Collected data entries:
-.-.-

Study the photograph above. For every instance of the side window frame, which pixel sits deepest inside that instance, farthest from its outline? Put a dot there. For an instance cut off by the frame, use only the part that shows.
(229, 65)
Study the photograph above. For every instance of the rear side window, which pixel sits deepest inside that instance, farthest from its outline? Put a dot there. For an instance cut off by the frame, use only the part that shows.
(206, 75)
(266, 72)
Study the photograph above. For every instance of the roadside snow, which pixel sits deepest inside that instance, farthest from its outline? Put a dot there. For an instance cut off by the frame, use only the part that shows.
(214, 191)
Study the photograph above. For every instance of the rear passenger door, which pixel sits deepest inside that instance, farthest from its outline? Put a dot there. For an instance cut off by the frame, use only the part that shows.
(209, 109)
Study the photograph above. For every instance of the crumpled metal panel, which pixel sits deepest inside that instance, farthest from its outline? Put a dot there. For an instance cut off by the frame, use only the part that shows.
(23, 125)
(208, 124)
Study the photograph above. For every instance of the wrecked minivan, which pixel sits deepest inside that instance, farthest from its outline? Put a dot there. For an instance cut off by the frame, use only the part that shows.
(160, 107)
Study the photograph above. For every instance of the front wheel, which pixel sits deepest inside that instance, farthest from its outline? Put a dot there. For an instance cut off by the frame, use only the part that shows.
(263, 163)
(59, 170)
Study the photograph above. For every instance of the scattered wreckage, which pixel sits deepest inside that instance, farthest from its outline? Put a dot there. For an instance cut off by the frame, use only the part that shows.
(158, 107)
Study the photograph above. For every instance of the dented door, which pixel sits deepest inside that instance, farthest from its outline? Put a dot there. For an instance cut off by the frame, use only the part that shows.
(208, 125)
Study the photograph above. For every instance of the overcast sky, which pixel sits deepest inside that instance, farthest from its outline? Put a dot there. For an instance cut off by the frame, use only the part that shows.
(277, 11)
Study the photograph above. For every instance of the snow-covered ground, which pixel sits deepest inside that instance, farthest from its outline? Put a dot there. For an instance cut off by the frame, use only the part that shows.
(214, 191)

-.-.-

### WRITTEN REQUEST
Extract every record above and reproduce each one verbatim, keeping the original order from first to last.

### RESULT
Study the photograph above. For every instance of the side window frame, which pixel sits deepest inside that instance, farthest from its outline? Put a dot there. For an instance cut off by the frame, use only the part that shows.
(229, 65)
Study the photograph above. For every instance of the rear side window, which pixel sits deepest inside that instance, farthest from its outline? Put a dot there. For an instance cut off by the frame, use only the part that shows.
(206, 75)
(266, 72)
Study the photograph above. For every instance of the roadside snow, which pixel sits deepest inside that instance, farthest from its outline? Put a dot there. For an instance cut off by the frame, use only the part that shows.
(214, 191)
Study the photograph above. For every instance of the rear passenger door, which pixel sits deepest inside that instance, farthest from its outline? Put a dot there. For an instance cut off by the frame, use only the part that shows.
(209, 109)
Study the photograph above. For every instance of the crumpled metal panel, which pixel sits deepest inside that instance, farthest from its outline? Put a dot there. For an instance cut off by the frame, use only the part that shows.
(23, 125)
(208, 124)
Study the photograph above. For every instance of the wrecked minivan, which pixel sits deepest inside that instance, farthest from its outline? Put a dot there. For an instance cut off by the frame, use only the part that shows.
(160, 107)
Study the photograph above. For every instance of the front wheel, which pixel sits deepest inside that instance, farthest from its outline? Put a dot there. For an instance cut off by the frame, use only the part that shows.
(263, 163)
(59, 170)
Study the photograph above. For every instance of the scattered wreckage, which pixel sits deepest inside that instance, farthest from its outline? Put a dot there. For an instance cut off by the frame, use only the part that shows.
(158, 107)
Study the photograph above. For every instance of the dented door, which pixel sits deepest inside that instance, farthest from its outline? Put a dot there. For an instance cut off by the frame, use only the part that shows.
(208, 125)
Study the photograph above. For every instance of the overcast sky, which pixel sits deepest inside that instance, farthest from its outline? Put a dot there. For an instance cut off by the frame, use only the part that shows.
(277, 11)
Study the photograph above. For every instance of the snow-covered ground, which pixel sits deepest inside that instance, farthest from its outline? Put a dot there. For an instance cut off by the frame, use only the part that shows.
(214, 191)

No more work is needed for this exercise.